Write out these lines again, swapping "occurrence" for "match" wherever it appears and keeping everything else the same.

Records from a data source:
___
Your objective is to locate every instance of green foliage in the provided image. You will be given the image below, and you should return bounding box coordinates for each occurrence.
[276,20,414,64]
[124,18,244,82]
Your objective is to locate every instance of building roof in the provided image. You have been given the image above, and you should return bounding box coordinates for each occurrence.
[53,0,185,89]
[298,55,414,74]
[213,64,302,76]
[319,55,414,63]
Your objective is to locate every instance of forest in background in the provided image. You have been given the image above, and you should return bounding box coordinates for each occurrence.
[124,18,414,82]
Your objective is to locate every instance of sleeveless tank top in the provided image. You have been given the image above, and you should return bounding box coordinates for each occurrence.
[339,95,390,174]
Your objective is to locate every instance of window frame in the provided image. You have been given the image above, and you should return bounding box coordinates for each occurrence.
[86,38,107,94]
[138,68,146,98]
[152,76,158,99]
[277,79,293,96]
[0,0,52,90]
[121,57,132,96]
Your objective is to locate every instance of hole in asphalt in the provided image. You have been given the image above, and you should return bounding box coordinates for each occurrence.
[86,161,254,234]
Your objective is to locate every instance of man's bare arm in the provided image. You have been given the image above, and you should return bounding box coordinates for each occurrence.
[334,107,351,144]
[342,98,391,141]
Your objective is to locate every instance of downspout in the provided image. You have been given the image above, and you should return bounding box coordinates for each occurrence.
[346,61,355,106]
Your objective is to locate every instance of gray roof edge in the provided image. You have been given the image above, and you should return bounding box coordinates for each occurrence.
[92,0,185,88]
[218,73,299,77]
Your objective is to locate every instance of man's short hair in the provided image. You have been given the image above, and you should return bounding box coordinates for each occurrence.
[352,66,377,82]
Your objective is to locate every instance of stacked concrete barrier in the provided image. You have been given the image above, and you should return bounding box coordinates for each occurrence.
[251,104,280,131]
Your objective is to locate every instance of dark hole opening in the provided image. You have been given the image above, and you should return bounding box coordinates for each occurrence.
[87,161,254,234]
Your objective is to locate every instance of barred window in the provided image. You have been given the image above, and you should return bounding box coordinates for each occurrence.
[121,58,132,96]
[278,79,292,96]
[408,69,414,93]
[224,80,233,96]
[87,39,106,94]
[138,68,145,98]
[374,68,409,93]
___
» THE COMPLETED TASK
Your objective is to locate every instance of green foliage in the provided image. You will be given the image below, and you should return bounding box coordinates for each match.
[276,20,414,64]
[124,18,244,82]
Your objective is to locate every instance of building roof in the provided image. You have been given the image above, and you should return bounding box coordinates for each match.
[53,0,185,89]
[298,55,414,74]
[213,64,302,76]
[319,55,414,63]
Your objective is to locate every instance of forest in background in the provided image. You have been given the image above, and you should return bounding box coordinates for each match.
[124,18,414,82]
Your objective is to locate every instance of sleeveless tank top in the provided image. You have been given the image above, and you should return bounding box coordinates for each match.
[339,95,390,174]
Your objective is to locate every instance of window frame in the provided image. You have been given the image above, and you should return bounding box coordinates for each match.
[86,38,107,94]
[138,68,146,98]
[152,76,158,99]
[277,79,293,96]
[0,0,52,90]
[121,57,132,96]
Your objective is to locate every instance of hole in asphalt in the provided image. You have been given the image above, and you should return bounding box coordinates for each match.
[86,161,254,234]
Your objective is to locate every instance of man's bare arm in the provided image. You have been given the image above, and you should return bounding box coordinates for each match.
[334,107,351,144]
[342,98,391,141]
Your objective is to locate every instance of downspout in the provided image. You have been given the image above, and you should return bounding box coordinates for each match.
[346,61,355,106]
Your objective is to locate every instance of gray roof edge in the provided image. You have been given the image above, and you should return bounding box coordinates for each match.
[92,0,185,88]
[218,73,299,77]
Your objective is to locate every instance of man's short hair in the provided image. You have been given the image above, and you should return bounding box coordinates for each match.
[352,66,377,82]
Your objective is to locate every instance of stacked concrete barrier in the provided image. You have been given the image above, and you should return bounding box coordinates for each match.
[251,104,280,131]
Your objective is to locate every instance of dark hole opening in the provided image. You have been given the image above, and you should return bounding box coordinates for each match.
[87,161,254,234]
Your objective is to locate every instance of barred window in the provided image. You have been given the image above, and you should return bounding box coordinates for each match.
[121,58,132,96]
[278,79,292,96]
[408,69,414,93]
[224,80,233,96]
[87,39,106,94]
[138,68,145,98]
[374,68,409,93]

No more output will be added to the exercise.